What is needed :: Only these lines of the data below are wanted: the one with "Where can the car", the one with "Target: water ripple", and any lines between them, each repeated exactly.

Provided material ::
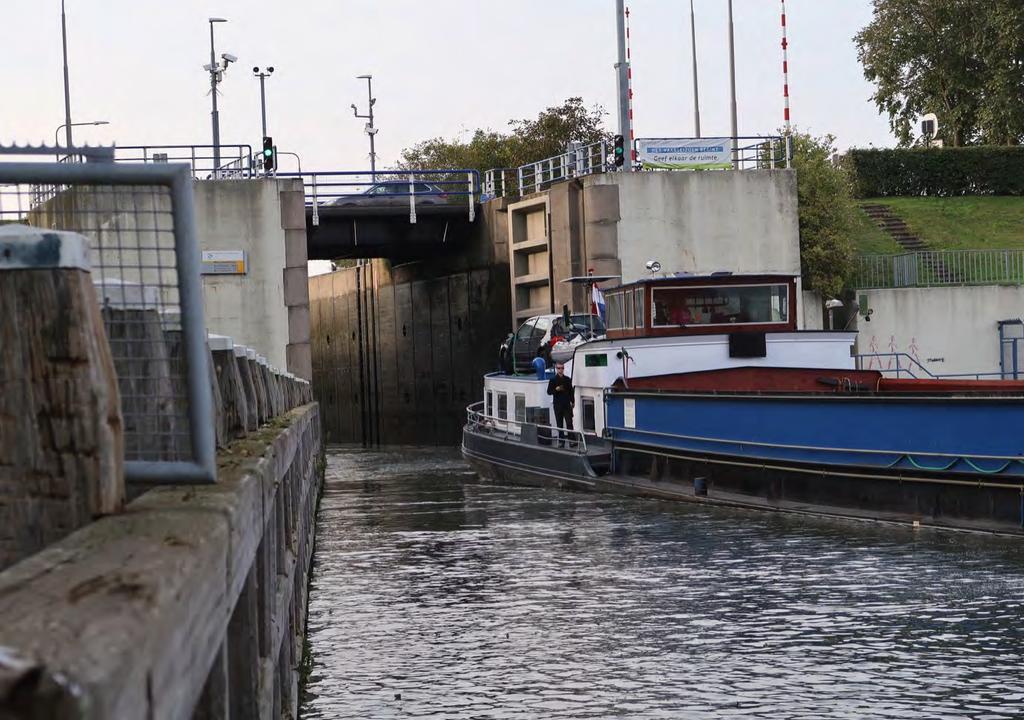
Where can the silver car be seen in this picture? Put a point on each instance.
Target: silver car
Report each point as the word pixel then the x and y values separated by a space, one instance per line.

---

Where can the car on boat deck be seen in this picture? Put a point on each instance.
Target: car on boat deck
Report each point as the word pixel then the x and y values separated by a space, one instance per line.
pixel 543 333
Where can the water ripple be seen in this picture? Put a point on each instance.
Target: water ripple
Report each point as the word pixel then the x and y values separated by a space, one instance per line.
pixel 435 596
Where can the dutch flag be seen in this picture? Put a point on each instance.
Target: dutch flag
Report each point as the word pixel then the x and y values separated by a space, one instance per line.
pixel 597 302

...

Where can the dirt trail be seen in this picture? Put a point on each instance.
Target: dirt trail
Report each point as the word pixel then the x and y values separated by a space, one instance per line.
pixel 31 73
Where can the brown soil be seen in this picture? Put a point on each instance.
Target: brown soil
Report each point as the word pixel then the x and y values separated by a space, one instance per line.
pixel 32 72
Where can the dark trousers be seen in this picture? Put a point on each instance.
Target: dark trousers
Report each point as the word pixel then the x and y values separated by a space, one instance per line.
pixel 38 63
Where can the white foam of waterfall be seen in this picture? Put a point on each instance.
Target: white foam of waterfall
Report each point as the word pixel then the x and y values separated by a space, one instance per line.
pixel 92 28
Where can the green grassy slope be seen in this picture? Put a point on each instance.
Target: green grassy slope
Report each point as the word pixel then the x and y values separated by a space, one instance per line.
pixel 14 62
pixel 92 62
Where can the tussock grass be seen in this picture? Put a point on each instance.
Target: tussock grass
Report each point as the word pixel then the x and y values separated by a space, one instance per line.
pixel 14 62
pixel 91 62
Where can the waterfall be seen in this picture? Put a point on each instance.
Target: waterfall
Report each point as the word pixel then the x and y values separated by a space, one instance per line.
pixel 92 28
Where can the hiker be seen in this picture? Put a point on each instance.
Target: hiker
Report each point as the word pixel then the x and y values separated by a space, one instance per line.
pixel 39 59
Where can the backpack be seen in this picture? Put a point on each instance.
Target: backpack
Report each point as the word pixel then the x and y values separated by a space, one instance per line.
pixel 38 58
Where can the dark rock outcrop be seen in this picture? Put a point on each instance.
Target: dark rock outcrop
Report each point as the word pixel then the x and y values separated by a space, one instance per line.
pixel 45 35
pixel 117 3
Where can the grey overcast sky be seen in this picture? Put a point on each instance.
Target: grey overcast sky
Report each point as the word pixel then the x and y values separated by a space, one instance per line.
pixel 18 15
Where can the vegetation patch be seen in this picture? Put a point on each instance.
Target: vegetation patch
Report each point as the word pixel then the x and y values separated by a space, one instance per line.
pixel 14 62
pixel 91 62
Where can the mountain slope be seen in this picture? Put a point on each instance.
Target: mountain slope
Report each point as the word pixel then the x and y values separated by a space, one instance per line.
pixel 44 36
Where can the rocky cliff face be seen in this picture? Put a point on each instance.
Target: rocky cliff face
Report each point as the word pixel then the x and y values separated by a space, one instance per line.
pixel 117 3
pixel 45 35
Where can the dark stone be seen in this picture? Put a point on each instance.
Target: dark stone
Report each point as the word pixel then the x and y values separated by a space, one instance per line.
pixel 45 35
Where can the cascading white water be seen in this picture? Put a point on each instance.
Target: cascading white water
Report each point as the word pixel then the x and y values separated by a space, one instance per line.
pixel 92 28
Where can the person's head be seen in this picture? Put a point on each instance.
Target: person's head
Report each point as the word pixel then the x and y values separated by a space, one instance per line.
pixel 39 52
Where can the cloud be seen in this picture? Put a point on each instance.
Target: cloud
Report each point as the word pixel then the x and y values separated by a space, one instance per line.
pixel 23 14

Answer to the exercise ::
Where can the car on boat deck be seen in this picture? Put a point on each instance.
Target: car on boat deck
Report each point as the word pixel then the x and y values separated by a space, one instance per line.
pixel 543 333
Where can the water ripple be seen in this picture? Put a point on each instance.
Target: water ripple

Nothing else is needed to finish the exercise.